Collected data
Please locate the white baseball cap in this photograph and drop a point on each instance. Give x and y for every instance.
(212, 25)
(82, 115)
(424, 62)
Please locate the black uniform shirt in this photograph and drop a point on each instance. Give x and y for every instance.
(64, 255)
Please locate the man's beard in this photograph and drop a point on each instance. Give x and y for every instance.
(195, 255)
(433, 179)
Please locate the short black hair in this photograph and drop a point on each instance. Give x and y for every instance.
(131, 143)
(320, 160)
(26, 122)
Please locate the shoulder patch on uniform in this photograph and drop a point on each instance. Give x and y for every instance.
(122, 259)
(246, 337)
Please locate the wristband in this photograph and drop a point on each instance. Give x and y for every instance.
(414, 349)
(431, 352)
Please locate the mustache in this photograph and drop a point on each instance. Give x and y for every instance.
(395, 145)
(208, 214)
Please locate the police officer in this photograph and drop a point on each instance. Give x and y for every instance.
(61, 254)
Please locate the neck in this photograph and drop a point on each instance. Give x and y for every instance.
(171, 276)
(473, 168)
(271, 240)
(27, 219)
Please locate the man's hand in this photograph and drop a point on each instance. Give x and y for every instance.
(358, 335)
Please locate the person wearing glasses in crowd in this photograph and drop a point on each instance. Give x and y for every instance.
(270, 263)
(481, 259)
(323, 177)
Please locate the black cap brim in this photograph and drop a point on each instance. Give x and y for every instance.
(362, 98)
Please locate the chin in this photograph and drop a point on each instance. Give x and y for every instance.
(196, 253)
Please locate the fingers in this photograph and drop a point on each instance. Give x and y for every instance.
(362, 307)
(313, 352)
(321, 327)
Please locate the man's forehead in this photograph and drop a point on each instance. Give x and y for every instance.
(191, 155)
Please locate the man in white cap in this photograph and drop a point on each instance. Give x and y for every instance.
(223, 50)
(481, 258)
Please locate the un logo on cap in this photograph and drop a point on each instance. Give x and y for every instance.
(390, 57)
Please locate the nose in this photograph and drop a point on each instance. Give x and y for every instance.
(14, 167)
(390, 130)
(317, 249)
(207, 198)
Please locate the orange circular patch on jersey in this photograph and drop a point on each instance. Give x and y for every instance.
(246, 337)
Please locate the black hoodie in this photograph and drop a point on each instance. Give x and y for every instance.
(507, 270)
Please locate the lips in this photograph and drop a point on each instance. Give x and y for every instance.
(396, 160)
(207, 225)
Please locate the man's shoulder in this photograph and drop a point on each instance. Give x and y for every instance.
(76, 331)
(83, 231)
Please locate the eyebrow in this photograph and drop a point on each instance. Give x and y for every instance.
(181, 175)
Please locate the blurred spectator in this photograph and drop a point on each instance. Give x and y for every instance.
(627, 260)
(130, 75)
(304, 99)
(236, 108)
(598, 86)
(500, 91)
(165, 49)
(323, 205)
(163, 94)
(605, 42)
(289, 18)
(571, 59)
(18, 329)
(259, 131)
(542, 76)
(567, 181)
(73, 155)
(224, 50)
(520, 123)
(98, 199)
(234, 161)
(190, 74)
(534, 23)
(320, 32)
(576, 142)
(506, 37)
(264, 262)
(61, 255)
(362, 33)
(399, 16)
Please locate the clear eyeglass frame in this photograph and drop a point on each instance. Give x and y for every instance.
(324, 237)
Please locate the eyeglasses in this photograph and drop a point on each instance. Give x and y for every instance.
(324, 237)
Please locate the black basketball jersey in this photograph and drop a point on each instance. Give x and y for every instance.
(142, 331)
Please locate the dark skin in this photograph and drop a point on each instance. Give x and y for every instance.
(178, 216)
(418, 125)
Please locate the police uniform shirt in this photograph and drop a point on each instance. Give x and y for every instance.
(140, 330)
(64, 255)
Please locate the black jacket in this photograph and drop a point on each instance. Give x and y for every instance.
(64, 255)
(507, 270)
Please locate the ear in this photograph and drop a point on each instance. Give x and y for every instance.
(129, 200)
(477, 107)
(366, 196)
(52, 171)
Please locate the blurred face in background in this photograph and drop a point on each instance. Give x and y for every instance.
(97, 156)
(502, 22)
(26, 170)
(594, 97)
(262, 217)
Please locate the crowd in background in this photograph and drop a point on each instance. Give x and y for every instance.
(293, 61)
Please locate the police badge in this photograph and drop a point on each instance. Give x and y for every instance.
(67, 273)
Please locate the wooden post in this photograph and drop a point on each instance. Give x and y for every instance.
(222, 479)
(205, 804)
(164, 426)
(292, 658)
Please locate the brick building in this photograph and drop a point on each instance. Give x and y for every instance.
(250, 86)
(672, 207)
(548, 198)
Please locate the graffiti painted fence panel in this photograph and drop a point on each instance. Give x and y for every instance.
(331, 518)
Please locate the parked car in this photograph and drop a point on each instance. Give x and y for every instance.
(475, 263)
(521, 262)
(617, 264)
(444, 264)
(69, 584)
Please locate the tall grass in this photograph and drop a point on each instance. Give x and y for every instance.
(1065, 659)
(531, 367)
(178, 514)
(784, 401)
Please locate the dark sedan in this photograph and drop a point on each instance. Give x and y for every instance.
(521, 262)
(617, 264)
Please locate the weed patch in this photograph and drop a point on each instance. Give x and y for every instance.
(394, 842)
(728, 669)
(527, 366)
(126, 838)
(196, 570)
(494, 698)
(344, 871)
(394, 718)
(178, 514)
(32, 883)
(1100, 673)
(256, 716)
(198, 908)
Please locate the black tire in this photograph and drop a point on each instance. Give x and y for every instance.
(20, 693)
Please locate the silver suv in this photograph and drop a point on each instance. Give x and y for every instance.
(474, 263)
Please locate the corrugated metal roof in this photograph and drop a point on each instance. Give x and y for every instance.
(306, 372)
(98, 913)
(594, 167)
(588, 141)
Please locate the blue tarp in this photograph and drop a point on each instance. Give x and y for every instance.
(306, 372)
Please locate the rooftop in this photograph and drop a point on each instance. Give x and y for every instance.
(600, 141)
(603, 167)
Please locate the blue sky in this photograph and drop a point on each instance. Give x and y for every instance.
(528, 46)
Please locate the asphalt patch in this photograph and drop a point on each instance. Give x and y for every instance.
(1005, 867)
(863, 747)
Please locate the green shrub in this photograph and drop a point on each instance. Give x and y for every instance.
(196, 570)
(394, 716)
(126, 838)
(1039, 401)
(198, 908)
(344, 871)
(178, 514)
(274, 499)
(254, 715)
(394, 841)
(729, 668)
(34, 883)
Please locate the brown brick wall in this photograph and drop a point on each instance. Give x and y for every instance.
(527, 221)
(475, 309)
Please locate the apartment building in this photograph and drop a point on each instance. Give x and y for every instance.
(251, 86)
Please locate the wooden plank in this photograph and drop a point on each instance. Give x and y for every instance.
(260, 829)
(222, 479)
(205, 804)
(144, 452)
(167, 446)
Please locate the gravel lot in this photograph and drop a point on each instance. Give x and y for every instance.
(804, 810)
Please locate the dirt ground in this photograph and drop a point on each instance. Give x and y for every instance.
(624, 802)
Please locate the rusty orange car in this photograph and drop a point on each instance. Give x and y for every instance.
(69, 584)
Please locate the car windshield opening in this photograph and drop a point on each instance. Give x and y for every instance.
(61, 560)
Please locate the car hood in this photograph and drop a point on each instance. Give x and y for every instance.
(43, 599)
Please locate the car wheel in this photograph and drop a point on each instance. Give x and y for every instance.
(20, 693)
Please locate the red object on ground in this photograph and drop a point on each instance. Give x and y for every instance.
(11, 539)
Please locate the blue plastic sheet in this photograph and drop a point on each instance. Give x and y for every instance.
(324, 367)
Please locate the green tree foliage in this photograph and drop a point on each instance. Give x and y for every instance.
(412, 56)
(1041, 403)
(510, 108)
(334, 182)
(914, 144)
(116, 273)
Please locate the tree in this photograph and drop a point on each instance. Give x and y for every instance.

• WHAT IS ASKED: Nothing outside the span should appear: transcribe the lines from the one containing "Please locate the wooden plank" through the last line of the records.

• REPLY TO THE EXERCISE:
Please locate the wooden plank in this photograph and drop a point on each instance. Give x and y for every instance.
(260, 829)
(222, 479)
(205, 804)
(144, 452)
(167, 446)
Please locate the gravel lot in this photograph and drop a point on each instance. Give x and y for every instance.
(804, 810)
Please locate the dirt ground in this photograph and drop a point on each instance. Give x and y for every instance.
(624, 802)
Please locate the rusty orange car in this photograph and drop a point on each instance. Give x and y for every instance.
(69, 584)
Please locate the car windshield opening in this photograph and drop a point on each instance. Give x and y for every instance.
(61, 560)
Please locate the car hood in this photograph and drop a point on each instance. Give x and y for every instance.
(43, 599)
Please locate the car wheel in this photograph and drop a point on each instance. Give x and y for every instance.
(20, 693)
Please locate the red object on ground in this photograph and drop a point on each instance. Give x and y for every instance.
(11, 539)
Please locate the blue plastic sheet in this photograph and drop a point on each instance. Give x and y for every instance.
(324, 367)
Please locate the green tree foliage in this photograph and drop a point on each instance. Give x and y for every instance.
(412, 56)
(1041, 403)
(510, 108)
(334, 182)
(914, 144)
(116, 273)
Please locate the tree in this photograph and drop a point on each instance. Give x and y for every instance.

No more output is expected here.